---- TEXT PASSAGE

Content should never be removed without explicit external interactions and this will lead to so many "where did my content go" type problems.. Especially since once its gone from the index debugging what went wrong is not going to be easy.. writing a script to send a query delete periodically is really not that complex and then it becomes the responsibility of the content owner/developer to delete content..
I'm not sure i follow your reasoning there – "where did my content go" type situations can already exist via any deleteByQuery (not to mention really subtle things like SignatureUpdateProcessorFactory). If anything the approach i'm suggesting should be more obvious then an external script – because it would need to be configured right there in the solrconfig.xml where it's obvious and easy to see, as opposed to "where did my content go? ... time to wade through days of logs looking for deleteByQuey requests that could be coming from anywhere, at any interval of time."
The bottom line, is that someone with the ability to edit solrconfig.xml already has the ability to trump & manipulate & block & mess with content sent from remote clients by content owners/developers – this would in fact be another way to do that, but i don't think that's a bad thing. It would just be a simpler, self contained, way for solr admins to say "I want to have a way to automatically expire content that people put in my index"
I would suggest that if this does go in some sort of "audit" output be produced (eg X docs delete automatically or a list of ids)
that would be really nice in general with any sort of deleteByQuery – but it's not currently possible to get that info back from the IndexWriter. The best we can do is explicitly log when/why we are triggering the automatic deleteByQuery commands
I'm attaching a patch with a really rough proof of concept for the design outlined above ... still a lot of nocommits & error checking & tests needed, but it gives you something to try out to see what I had in mind.
With this patch applied, you can startup the example and load docs along the lines of this...
java -Durl="http://localhost:8983/solr/collection1/update?update.chain=nocommit" -Ddata=args -jar post.jar '<add><doc><field name="id">EXP</field><field name="_expire_at_">NOW+8MINUTES</field></doc><doc><field name="id">SAFE</field></doc><doc><field name="id">TTL</field><field name="_ttl_">+3MINUTES</field></doc></add>'
- Every 5 minutes, a thread will wake up and delete docs
- EXP has an explicit value in the _expire_at_ of 8 minutes after it was indexed – if you index the docs immediatley after starting up Solr, it should be deleted ~10Minutes after startup.
- TTL has an implicit _ttl_ value of 3 minutes after it was indexed, which the processor converts to an absolute value and puts in the _expire_at_ – if you index the docs immediatley after starting up Solr, it should be deleted ~5Minutes after startup.
- SAFE will never be deleted, because nothing gives it a value in the _expire_at_ field.
One note where we definitely have to deviate from what i described initially: having hte scheduled task use the factory to access the chain to trigger the delete didn't pan out because i wasn't thinking clearly enough about what that existing API looks like – the factory doesn't know what chain it's in, or what processor(s) should be "next", that's input to getInstance() method on the factory from the chain. so instead the configuration requires you to specify the name of a chain (can be the same chain you are in) and that chain is used to execute the delete.
(The trickiest part of all of this, will be writing the tests)

--------
---- INFORMATION PROVIDED

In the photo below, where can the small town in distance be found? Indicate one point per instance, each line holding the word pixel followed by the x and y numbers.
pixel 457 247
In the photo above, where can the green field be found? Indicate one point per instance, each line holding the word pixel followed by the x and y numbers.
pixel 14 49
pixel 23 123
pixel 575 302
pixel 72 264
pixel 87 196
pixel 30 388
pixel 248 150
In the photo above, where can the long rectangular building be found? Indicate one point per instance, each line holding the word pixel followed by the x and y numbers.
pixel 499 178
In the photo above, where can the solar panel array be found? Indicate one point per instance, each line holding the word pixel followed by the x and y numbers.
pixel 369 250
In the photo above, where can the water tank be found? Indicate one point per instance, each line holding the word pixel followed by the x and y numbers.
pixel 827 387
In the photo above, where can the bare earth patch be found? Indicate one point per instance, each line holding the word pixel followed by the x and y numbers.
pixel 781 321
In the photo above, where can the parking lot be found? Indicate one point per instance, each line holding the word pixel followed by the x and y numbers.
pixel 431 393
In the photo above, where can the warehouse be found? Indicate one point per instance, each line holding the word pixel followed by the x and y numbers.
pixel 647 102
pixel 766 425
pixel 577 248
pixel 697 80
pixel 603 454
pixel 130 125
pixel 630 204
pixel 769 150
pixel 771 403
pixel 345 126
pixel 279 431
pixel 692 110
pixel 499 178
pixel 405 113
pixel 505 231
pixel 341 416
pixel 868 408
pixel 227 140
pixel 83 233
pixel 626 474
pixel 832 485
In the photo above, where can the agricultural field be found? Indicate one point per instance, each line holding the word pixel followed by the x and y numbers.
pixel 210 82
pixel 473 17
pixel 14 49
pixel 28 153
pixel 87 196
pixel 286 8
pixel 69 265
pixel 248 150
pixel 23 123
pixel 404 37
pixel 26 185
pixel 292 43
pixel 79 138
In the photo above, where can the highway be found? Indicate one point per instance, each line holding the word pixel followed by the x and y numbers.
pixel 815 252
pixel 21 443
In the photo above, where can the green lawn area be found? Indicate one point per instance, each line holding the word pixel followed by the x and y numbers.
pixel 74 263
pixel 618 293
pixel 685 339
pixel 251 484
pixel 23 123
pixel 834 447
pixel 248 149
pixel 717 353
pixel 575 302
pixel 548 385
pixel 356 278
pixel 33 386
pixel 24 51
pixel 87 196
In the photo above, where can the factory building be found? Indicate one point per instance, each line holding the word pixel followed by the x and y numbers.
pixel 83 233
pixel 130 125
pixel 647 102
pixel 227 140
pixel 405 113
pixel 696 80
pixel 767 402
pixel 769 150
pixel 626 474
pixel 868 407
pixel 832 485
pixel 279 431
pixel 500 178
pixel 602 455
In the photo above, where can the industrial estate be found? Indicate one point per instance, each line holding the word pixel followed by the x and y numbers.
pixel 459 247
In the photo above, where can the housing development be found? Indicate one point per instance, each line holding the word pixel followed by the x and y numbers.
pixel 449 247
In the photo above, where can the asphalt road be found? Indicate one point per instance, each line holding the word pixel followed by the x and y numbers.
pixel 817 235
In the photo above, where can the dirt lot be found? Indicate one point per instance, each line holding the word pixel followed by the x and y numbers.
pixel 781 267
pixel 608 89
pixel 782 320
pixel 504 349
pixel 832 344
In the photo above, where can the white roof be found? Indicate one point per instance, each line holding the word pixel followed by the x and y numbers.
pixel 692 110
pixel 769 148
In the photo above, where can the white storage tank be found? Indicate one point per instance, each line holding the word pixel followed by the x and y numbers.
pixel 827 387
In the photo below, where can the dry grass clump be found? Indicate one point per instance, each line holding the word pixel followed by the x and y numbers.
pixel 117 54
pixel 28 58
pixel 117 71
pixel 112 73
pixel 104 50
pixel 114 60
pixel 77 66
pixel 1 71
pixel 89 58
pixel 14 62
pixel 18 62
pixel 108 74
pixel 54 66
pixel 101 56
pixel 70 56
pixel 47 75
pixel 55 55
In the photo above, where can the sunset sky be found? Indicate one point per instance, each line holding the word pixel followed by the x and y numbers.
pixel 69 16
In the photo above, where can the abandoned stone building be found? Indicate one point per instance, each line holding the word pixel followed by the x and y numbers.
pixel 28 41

--------

→ **WORK TO COMPLETE**:
In the discussion about automatically expiring Solr content, why will the document SAFE never be deleted?

→ **EXERCISE ANSWER**:
Nothing gives it a value in the _expire_at_ field.